> _Text extract_
━━━
Hi Scott, Thanks for the info. From what I understand, that would make my mandrel under 3 thou off. Which is not too bad in industry standards. 

Peter, Gary and Frank, I didn't mean to start a fight here. What I meant to do is just what Scott (Mudder) did for me. To help me understand how much is common and acceptable in the industry. 

And Mikey, you are absolutely correct. and I don't expect them to test every one. Especially when, like you said, the mandrel is only an $8.00 part. 

Thank you all for the input.


----------



## stevers (Mar 31, 2007)

Just to let you all know. I used Russ Fairfield's tutorial on tuning and truing a mandrel. It worked quite well. Now it is no more than a thousandth off on full rotation. I have yet to turn anything, but the wobble is completely gone.


----------



## Mikey (Apr 1, 2007)

Steve, check that mandrel often. If you start bending steel, it will soften at the point you bent it and it will be easier to knock it back out of round the next time. I would perform a checkafter every few pens if your indicator base sets up easily.
━━━
> _Goals_
1. According to the mandrel forum thread, how far off was the mandrel on full rotation after stevers followed the tutorial?
2. Reproduce word for word the passage of the mandrel forum thread that opens with the words containing "Thank you all" and closes with "is completely gone.".
The records are not needed for any of the work here.

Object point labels
━━━
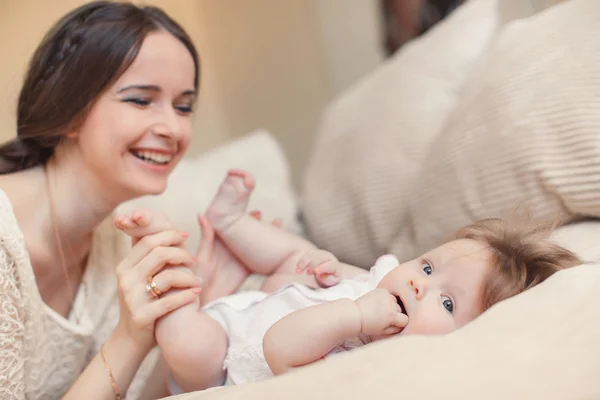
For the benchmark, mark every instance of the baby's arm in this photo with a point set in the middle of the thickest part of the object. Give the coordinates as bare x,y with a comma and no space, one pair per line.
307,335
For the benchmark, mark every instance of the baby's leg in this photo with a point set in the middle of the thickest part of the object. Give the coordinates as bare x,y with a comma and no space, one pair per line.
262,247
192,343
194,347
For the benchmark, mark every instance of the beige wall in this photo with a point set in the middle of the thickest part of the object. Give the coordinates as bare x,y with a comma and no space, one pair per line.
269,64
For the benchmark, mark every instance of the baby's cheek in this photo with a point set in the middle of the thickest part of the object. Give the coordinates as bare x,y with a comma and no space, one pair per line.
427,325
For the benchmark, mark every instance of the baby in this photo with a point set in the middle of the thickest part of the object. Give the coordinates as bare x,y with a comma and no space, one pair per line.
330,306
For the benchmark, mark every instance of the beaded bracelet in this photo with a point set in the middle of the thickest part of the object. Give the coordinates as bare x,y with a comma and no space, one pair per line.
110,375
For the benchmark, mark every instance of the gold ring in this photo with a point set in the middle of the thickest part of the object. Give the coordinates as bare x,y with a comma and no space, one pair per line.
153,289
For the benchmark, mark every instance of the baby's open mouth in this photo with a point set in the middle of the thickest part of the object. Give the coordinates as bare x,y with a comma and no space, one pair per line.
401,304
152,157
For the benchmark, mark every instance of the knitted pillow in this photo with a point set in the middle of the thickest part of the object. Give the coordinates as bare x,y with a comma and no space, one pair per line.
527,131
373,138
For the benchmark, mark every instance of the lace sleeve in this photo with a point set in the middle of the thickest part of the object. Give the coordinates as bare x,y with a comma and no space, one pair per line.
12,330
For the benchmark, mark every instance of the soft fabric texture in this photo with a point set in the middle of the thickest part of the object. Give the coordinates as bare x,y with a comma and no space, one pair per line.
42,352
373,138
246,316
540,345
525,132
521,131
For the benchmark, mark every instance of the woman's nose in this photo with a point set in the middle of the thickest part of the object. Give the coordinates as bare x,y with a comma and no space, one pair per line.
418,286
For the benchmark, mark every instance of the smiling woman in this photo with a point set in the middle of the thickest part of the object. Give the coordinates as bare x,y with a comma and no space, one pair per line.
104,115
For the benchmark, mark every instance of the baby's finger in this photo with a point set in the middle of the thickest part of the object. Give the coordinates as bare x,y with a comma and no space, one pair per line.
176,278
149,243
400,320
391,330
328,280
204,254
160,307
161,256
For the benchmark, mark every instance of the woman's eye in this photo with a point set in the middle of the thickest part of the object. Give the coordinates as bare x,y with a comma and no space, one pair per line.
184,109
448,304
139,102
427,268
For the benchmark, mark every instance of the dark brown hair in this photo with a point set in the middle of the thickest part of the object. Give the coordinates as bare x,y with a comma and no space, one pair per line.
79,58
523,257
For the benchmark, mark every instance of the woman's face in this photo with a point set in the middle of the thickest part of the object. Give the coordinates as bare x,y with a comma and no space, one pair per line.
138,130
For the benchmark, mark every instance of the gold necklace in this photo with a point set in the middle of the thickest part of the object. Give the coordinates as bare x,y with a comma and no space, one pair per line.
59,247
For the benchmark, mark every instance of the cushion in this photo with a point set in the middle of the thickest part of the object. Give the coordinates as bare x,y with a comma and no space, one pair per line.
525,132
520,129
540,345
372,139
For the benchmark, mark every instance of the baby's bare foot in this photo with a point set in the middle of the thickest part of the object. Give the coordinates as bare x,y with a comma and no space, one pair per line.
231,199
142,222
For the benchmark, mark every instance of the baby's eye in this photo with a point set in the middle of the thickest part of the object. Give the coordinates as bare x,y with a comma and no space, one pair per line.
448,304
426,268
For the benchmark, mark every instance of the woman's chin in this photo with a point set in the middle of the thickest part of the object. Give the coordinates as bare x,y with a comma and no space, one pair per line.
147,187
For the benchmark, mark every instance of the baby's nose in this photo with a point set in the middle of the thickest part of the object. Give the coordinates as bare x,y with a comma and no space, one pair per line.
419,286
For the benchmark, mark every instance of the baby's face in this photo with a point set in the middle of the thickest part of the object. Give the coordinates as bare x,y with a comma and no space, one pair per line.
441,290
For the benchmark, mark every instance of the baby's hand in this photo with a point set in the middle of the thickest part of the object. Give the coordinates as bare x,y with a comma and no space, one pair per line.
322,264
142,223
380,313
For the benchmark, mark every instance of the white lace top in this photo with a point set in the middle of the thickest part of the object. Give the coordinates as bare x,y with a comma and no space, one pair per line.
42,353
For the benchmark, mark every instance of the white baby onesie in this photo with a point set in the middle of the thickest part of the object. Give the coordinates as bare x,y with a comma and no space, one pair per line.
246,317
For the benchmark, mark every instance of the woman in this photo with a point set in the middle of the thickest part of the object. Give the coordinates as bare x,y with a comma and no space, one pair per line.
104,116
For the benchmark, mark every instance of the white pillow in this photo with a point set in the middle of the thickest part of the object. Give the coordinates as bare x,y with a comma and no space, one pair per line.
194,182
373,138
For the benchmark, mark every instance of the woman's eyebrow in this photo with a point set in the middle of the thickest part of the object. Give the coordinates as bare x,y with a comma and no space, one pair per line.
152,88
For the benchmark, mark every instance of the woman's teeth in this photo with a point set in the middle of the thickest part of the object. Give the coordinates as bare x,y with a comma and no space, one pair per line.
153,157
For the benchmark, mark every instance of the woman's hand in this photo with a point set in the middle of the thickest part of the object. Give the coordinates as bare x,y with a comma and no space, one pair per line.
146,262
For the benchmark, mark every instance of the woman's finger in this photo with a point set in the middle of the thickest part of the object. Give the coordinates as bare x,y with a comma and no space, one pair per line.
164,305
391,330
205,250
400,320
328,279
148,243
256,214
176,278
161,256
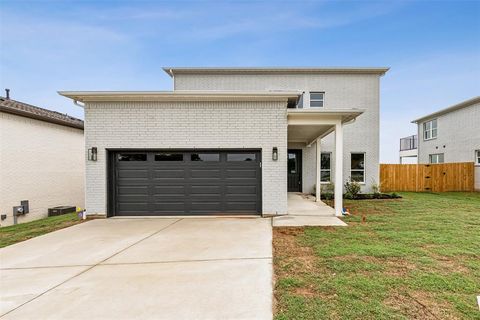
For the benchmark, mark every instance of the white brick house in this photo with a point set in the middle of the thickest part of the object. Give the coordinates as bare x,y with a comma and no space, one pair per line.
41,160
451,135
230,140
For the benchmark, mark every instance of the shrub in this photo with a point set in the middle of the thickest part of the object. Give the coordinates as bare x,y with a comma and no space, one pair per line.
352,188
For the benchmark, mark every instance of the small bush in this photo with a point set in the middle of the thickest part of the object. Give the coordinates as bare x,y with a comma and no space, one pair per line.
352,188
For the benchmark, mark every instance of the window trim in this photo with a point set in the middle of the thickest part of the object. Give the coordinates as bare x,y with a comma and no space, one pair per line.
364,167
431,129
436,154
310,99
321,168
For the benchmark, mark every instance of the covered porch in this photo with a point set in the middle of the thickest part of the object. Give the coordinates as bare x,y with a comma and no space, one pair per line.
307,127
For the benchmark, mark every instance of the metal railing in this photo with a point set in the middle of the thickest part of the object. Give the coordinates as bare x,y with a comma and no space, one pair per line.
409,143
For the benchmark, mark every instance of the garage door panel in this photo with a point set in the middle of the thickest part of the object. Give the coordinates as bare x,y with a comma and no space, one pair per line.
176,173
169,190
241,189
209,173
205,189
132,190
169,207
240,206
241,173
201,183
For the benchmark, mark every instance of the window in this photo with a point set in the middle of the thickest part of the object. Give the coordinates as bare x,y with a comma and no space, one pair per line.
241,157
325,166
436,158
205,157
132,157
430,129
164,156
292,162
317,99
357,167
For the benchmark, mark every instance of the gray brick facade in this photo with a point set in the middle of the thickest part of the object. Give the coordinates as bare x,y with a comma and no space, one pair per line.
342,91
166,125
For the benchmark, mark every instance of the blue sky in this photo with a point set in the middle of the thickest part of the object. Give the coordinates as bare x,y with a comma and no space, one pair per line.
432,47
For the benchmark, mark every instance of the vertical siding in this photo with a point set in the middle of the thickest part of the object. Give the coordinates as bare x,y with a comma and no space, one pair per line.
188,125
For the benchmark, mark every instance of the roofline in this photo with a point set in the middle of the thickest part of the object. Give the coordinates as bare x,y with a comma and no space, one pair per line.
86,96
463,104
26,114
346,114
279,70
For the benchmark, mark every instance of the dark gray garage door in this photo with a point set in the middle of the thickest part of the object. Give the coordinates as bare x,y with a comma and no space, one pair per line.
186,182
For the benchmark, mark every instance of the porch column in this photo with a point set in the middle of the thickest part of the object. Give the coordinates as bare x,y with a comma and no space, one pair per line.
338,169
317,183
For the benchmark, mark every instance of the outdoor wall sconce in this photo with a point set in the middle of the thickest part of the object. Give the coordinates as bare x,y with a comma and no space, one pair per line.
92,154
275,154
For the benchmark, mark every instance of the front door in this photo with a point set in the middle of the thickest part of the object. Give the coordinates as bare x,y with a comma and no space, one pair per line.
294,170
━━━
> _Task-by-task answers_
1. No more than a thousandth.

2.
Thank you all for the input.


----------



## stevers (Mar 31, 2007)

Just to let you all know. I used Russ Fairfield's tutorial on tuning and truing a mandrel. It worked quite well. Now it is no more than a thousandth off on full rotation. I have yet to turn anything, but the wobble is completely gone.